SET TASKS —
**a)** Summarize the passage on the Square Kilometre Array in two sentences.
**b)** According to the passage on the Square Kilometre Array, how many member countries form the cornerstone of the project?
**c)** Pick up the passage on the Square Kilometre Array after its final sentence and continue it.

SELECTION —
The intergovernmental Square Kilometre Array (SKA) Observatory will be in charge of building and operating the largest and most powerful radio telescope ever created. With a collection area that will cover more than 1 million square meters and the first prototype elements recently rolled out in Western Australia and South Africa, the potential for answers about the universe and its origins will increase by orders of magnitude, with artificial intelligence likely to occupy a key role.
Since the first radio signals were detected from space by Karl Jansky in the 1930s, astronomers have used radio waves emitted from a range of celestial bodies and objects to explore our universe. These waves are invisible to the eye, but can be picked up and converted into images by radio telescopes at distances of billions of light years away. Radio astronomy has led us to some amazing astronomical discoveries such as pulsars, exoplanets, and the cosmic microwave background.
SKA is set to take this to a new level. Stretching over dusty, flat plains across South Africa and Western Australia, SKA combines a host of different antenna technologies to map the sky hundreds of times faster than today’s best radio astronomy facilities.
“In the SKA, the sun truly never sets”, says SKA Director-General Philip Diamond. With 13 member countries forming the cornerstone of the SKA and around 100 organizations across about 20 countries participating in project design and development, Diamond believes ambitious projects like this can only happen when governments, engineers, scientists, and business come together with a common goal.
The reasons behind the SKA could hardly be more profound, “The motivation for building the SKA is to do science, to understand things like the origin of the universe, the origin of stars and galaxies, the nature of gravity,” says Diamond. Already, radio astronomy has changed scientists understanding of physics, challenging even Einstein’s seminal theory of relativity.
Diamond says that the SKA is often referred to as a “time machine.” When complete, SKA telescopes will be able to look further back in time than ever before, “We will be able to use radio telescopes to study hydrogen, the most common element in the universe, all the way back to the big bang,” he says. “We will be looking back in time to those first moments of the universe, and then watching the universe evolve, understanding how those first stars formed, how the first galaxies formed, and why the universe looks like it does today.”

INFORMATION SUPPLIED —
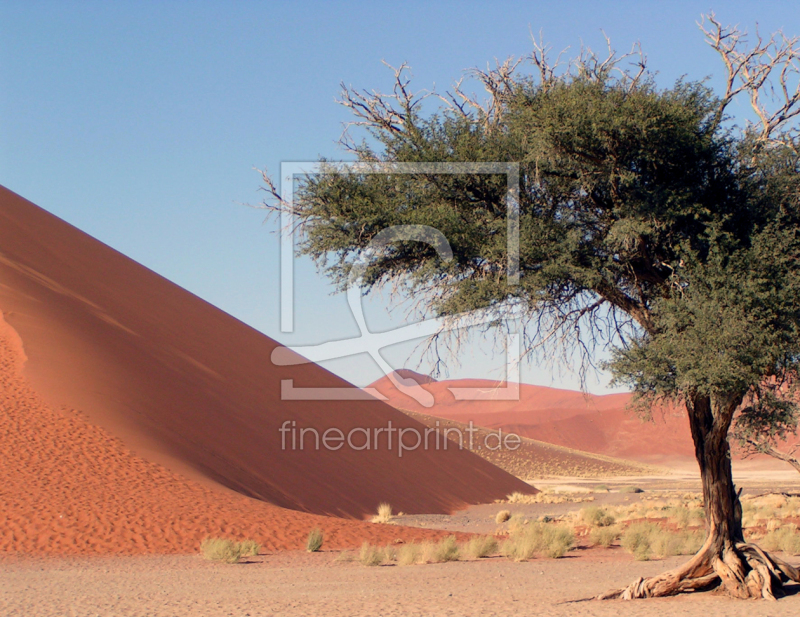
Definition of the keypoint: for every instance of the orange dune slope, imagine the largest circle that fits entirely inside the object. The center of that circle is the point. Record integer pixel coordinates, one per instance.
(67, 487)
(188, 387)
(591, 423)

ANSWERS GIVEN —
**a)** The intergovernmental Square Kilometre Array Observatory will build and operate the largest and most powerful radio telescope ever created, using antennas across South Africa and Western Australia to map the sky hundreds of times faster than today's best facilities. According to Director-General Philip Diamond, its purpose is scientific: to understand the origin of the universe, stars and galaxies, and the nature of gravity by looking back in time as far as the big bang.

**b)** Thirteen member countries form the cornerstone of the SKA.

**c)**
There’s still so much about the universe that’s a mystery, even to astronomers. According to Diamond, this is “somewhat embarrassing to us astronomers, because we really only have a grasp and understanding of about 4 or 5 percent of the constituents of the universe.” And this exploration of the unknown is a major driving force behind the project. One example is a phenomenon known as fast radio bursts, “There are these bursts going off all over the sky all the time, which are a millisecond or two in length,” explains Diamond. “It’s very powerful. We have no idea what’s causing them, but a telescope like SKA will see thousands of these. It will be able to locate them wherever they are, and will be able to figure out what they are.”
Radio astronomy, the field of astronomy that detects radio emissions to look deep into the universe, may seem like a very distant concept. In fact, many people may never have even heard of radio astronomy, other than in movies like Contact. In fact, radio astronomy is much closer to home than we might imagine. “It’s not well known,” says Diamond. “But radio astronomers developed the Wi-Fi that we all use every day.” Wi-Fi was in fact invented by radio astronomers in Australia trying to process signals coming from black holes. This is just one example of how each of us directly benefits from the contributions of radio astronomy on a daily basis.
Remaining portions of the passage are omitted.